Short exercise: Please restate the following records word for word.
--- Begin Records for this exercise ---
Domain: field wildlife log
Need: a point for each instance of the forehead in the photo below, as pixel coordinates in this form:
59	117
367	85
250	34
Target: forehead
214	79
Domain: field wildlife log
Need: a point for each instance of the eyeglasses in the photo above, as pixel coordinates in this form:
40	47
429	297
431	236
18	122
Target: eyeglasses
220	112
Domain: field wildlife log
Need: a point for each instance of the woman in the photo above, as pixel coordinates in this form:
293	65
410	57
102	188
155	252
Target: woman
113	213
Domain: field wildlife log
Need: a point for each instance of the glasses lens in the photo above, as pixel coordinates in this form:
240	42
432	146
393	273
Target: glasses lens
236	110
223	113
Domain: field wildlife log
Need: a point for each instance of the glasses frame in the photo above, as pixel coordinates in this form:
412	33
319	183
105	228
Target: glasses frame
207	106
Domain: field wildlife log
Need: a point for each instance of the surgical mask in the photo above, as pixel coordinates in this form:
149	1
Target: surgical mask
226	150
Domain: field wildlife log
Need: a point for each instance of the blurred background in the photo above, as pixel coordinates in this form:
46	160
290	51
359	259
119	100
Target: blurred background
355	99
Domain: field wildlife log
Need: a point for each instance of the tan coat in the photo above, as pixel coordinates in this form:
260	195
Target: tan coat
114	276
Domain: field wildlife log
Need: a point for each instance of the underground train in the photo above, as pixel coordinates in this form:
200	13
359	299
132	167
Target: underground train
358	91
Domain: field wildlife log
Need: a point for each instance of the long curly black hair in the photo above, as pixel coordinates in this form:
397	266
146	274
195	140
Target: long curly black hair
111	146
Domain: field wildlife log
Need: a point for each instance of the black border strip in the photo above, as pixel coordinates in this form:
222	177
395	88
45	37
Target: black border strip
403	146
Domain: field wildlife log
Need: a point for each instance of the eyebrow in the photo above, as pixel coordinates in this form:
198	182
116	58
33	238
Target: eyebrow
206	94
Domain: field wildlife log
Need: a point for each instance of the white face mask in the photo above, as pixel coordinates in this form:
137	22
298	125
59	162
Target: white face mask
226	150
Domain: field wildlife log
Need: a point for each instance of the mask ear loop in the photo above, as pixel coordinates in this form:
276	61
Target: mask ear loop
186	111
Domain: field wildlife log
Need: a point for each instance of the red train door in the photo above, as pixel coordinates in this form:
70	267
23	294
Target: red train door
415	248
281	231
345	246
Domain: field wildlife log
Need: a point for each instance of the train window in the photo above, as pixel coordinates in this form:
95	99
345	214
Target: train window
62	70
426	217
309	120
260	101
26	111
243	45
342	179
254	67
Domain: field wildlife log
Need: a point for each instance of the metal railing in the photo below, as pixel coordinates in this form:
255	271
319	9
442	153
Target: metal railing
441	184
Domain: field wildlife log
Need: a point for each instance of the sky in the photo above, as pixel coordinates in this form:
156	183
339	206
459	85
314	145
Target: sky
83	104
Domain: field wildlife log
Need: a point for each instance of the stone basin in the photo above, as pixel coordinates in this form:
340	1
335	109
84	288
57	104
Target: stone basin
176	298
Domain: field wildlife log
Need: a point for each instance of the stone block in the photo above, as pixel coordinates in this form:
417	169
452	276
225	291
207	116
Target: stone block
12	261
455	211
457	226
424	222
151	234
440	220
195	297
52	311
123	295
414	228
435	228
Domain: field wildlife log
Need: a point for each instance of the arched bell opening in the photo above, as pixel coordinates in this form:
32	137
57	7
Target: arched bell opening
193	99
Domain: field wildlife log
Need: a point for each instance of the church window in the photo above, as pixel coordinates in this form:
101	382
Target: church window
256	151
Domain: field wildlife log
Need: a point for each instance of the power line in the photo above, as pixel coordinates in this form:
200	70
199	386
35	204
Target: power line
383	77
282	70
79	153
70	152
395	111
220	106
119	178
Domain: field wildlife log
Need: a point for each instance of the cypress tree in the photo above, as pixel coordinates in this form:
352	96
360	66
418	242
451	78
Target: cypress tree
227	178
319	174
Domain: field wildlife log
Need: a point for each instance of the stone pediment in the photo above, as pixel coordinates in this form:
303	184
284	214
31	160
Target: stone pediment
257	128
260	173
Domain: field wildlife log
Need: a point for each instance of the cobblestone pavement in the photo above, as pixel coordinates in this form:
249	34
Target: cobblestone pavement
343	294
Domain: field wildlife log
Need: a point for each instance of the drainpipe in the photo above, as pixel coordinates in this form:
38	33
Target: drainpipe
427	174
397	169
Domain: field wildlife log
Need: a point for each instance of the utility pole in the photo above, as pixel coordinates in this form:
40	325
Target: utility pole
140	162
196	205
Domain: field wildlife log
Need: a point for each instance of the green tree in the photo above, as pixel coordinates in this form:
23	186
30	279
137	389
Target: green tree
--- End Records for this exercise ---
Written answer:
Domain: field wildlife log
Need: a point for each instance of the forehead in the photo below, as pixel coordinates in this form:
59	117
367	85
250	34
Target: forehead
214	79
Domain: field wildlife log
Need: a point for each instance of the eyeglasses in the photo above, as pixel coordinates in this form:
40	47
429	297
431	236
18	122
Target: eyeglasses
220	112
Domain: field wildlife log
Need: a point for each instance of the woman in the photo above, as pixel coordinates in this form:
293	65
410	57
102	188
155	252
Target: woman
113	213
Domain: field wildlife log
Need: a point for each instance of the glasses lens in the photo above, as pixel coordinates in this form:
240	42
432	146
393	273
Target: glasses lens
236	110
223	113
Domain: field wildlife log
Need: a point for each instance of the glasses frame in the photo above, as pixel coordinates in this form:
412	33
319	183
105	228
Target: glasses frame
207	106
Domain: field wildlife log
Need: a point for each instance of the surgical mask in the photo above, as pixel coordinates in this form:
149	1
Target: surgical mask
226	150
Domain: field wildlife log
Need: a point for each instance of the blurred background in the photo above, as pixel coordinates in this form:
46	160
290	51
359	259
119	100
Target: blurred background
355	99
Domain: field wildlife log
Need: a point for each instance of the tan coat in the photo above, as pixel coordinates in this form:
260	195
Target: tan coat
114	276
Domain: field wildlife log
Need: a point for each instance of the underground train in the photo above, as pixel coordinates in this form:
200	13
359	299
132	167
Target: underground train
358	91
Domain: field wildlife log
Need: a point for each instance of the long curly black hair in the photo above, as pixel coordinates in this form:
397	266
146	274
195	140
Target: long curly black hair
111	146
Domain: field wildlife log
Need: a point for each instance of the black border strip in the photo above, as pixel coordinates in this form:
222	177
395	88
45	37
Target: black border strip
403	146
Domain: field wildlife log
Need: a point for each instance of the eyebrow in the photo above, as pixel coordinates in this form:
198	182
116	58
33	238
Target: eyebrow
206	94
Domain: field wildlife log
Need: a point for each instance of the white face mask in the photo above, as pixel coordinates in this form:
137	22
298	125
59	162
Target: white face mask
226	150
Domain: field wildlife log
Need: a point for each instance of the mask ear loop in the photo above, as pixel coordinates in this form:
276	61
Target: mask ear loop
186	111
Domain: field wildlife log
Need: a point for each instance of the red train door in the photo above, as pixel coordinates in this form:
70	267
23	294
Target: red train door
415	248
281	231
345	246
Domain: field wildlife log
Need: a point for each instance of the train window in the photo above, as pixel coordinates in this form:
95	99
345	214
Target: train window
62	70
426	217
309	120
260	101
26	111
243	45
342	179
254	67
Domain: field wildlife log
Need: a point for each instance of the metal railing in the photo below, as pixel coordinates in this form:
255	271
319	9
442	153
Target: metal railing
441	184
Domain: field wildlife log
Need: a point for each instance of the sky in the photo above, as pixel coordinates in this form:
156	183
339	206
459	85
314	145
Target: sky
83	104
Domain: field wildlife log
Need: a point for each instance of the stone basin in the photo above, as pixel coordinates in this form:
340	1
335	109
84	288
57	104
Target: stone basin
176	298
Domain: field wildlife log
Need: a point for each instance of the stone block in the photo above, as pixel coordinates in this form:
417	169
452	276
225	291
207	116
Target: stone block
12	261
455	211
457	226
424	222
151	234
440	220
195	297
52	311
123	295
414	228
435	228
Domain: field wildlife log
Need: a point for each instance of the arched bell opening in the photo above, as pixel coordinates in this form:
32	137
57	7
Target: arched bell opening
193	99
Domain: field wildlife log
Need: a point for each instance of the church window in the photo above, as pixel coordinates in this form:
101	382
Target: church window
256	151
Domain: field wildlife log
Need: a point for each instance of the power line in the photo above, as pixel coordinates in this form:
200	70
199	386
35	204
Target: power line
383	77
282	70
79	153
70	152
395	111
220	106
119	178
Domain: field wildlife log
Need: a point for each instance of the cypress tree in the photo above, as pixel coordinates in this form:
352	96
360	66
418	242
451	78
Target: cypress tree
227	178
319	174
Domain: field wildlife log
Need: a point for each instance of the stone pediment in the photo above, as pixel coordinates in this form:
303	184
284	214
31	160
Target: stone pediment
257	128
260	173
Domain: field wildlife log
Need: a point for each instance of the cobblestone pavement in the photo above, as pixel coordinates in this form:
249	34
Target: cobblestone pavement
343	294
Domain: field wildlife log
Need: a point for each instance of the drainpipe in the photo above, as pixel coordinates in this form:
38	33
Target: drainpipe
427	174
397	169
Domain: field wildlife log
Need: a point for each instance of the utility pole in the photo above, as pixel coordinates in this form:
40	325
Target: utility pole
140	162
196	205
Domain: field wildlife log
Need: a point for each instance of the green tree in the photo above, as pixel coordinates in this form:
23	186
30	279
137	389
Target: green tree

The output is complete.